The Ukrainian civilians woke long before dawn in the bitter cold, lined up for the single toilet and were loaded at gunpoint into the livestock trailer. They spent the next 12 hours or more digging trenches on the front lines for Russian soldiers.
Many were forced to wear overlarge Russian military uniforms that could make them a target, and a former city administrator trudged around in boots five sizes too big. By the end of the day, their hands curled into icy claws.
Nearby, in the occupied region of Zaporizhzhia, other Ukrainian civilians dug mass graves into the frozen ground for fellow prisoners who had not survived. One man who refused to dig was shot on the spot — yet another body for the grave.
Thousands of Ukrainian civilians are being detained across Russia and the Ukrainian territories it occupies, in centers ranging from brand-new wings in Russian prisons to clammy basements. Most have no status under Russian law.
And Russia is planning to hold possibly thousands more. A Russian government document obtained by The Associated Press dating to January outlined plans to create 25 new prison colonies and six other detention centers in occupied Ukraine by 2026.
In addition, Russian President Vladimir Putin signed a decree in May allowing Russia to send people from territories with martial law, which includes all of occupied Ukraine, to those without, such as Russia. This makes it easier to deport Ukrainians who resist Russian occupation deep into Russia indefinitely, which has happened in multiple cases documented by the AP.
Many civilians are picked up for alleged transgressions as minor as speaking Ukrainian or simply being a young man in an occupied region, and are often held without charge. Others are charged as terrorists, combatants, or people who “resist the special military operation.” Hundreds are used for slave labor by Russia’s military, for digging trenches and other fortifications, as well as mass graves.

# Directive 1
Reproduce the passage on detained Ukrainian civilians, beginning at the words "Thousands of Ukrainian" and stopping after "Ukraine by 2026.", with "prison colonies" swapped for "penal colonies".
The passage on detained Ukrainian civilians has no connection to the records.

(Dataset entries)
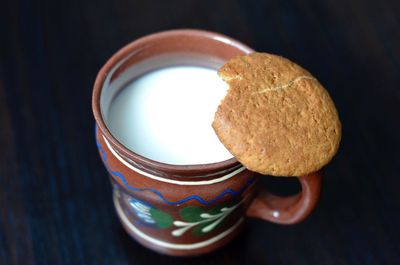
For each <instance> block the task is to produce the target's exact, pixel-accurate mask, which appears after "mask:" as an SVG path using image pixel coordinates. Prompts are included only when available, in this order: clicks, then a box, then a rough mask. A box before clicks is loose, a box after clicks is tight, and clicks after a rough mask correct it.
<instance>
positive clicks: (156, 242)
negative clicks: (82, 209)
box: [114, 194, 244, 250]
mask: <svg viewBox="0 0 400 265" xmlns="http://www.w3.org/2000/svg"><path fill="white" fill-rule="evenodd" d="M114 205H115V208H116V209H117V213H118V215H119V217H120V218H121V220H122V222H123V223H124V224H125V225H126V226H127V227H128V228H129V230H130V231H132V232H133V233H135V234H136V235H137V236H139V237H141V238H142V239H144V240H146V241H148V242H150V243H152V244H155V245H157V246H160V247H165V248H170V249H179V250H192V249H198V248H203V247H206V246H209V245H211V244H213V243H215V242H217V241H218V240H220V239H222V238H224V237H226V236H227V235H229V234H230V233H232V232H233V231H234V230H235V229H236V228H237V227H238V226H239V225H240V224H241V223H242V222H243V220H244V218H243V217H242V218H240V219H239V221H237V222H236V223H235V224H234V225H233V226H232V227H230V228H229V229H228V230H225V231H224V232H222V233H221V234H219V235H217V236H215V237H212V238H210V239H207V240H205V241H201V242H198V243H193V244H175V243H170V242H166V241H162V240H159V239H156V238H153V237H151V236H149V235H146V234H145V233H143V232H142V231H140V230H139V229H138V228H137V227H136V226H134V225H133V224H132V223H131V222H130V221H129V219H128V218H127V217H126V215H125V213H124V211H123V210H122V208H121V205H120V204H119V201H118V197H117V195H115V194H114Z"/></svg>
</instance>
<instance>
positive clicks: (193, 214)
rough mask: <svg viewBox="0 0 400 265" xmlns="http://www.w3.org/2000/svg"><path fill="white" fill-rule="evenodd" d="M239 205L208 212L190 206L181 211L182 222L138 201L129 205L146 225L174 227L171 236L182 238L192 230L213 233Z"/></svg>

# Directive 2
Repeat the records exactly, beginning at the line that has "</instance>" and stopping after the last line of the records.

# Your solution 1
Thousands of Ukrainian civilians are being detained across Russia and the Ukrainian territories it occupies, in centers ranging from brand-new wings in Russian prisons to clammy basements. Most have no status under Russian law.
And Russia is planning to hold possibly thousands more. A Russian government document obtained by The Associated Press dating to January outlined plans to create 25 new penal colonies and six other detention centers in occupied Ukraine by 2026.

# Your solution 2
</instance>
<instance>
positive clicks: (193, 214)
rough mask: <svg viewBox="0 0 400 265" xmlns="http://www.w3.org/2000/svg"><path fill="white" fill-rule="evenodd" d="M239 205L208 212L190 206L181 211L182 222L138 201L129 205L146 225L174 227L171 236L182 238L192 230L213 233Z"/></svg>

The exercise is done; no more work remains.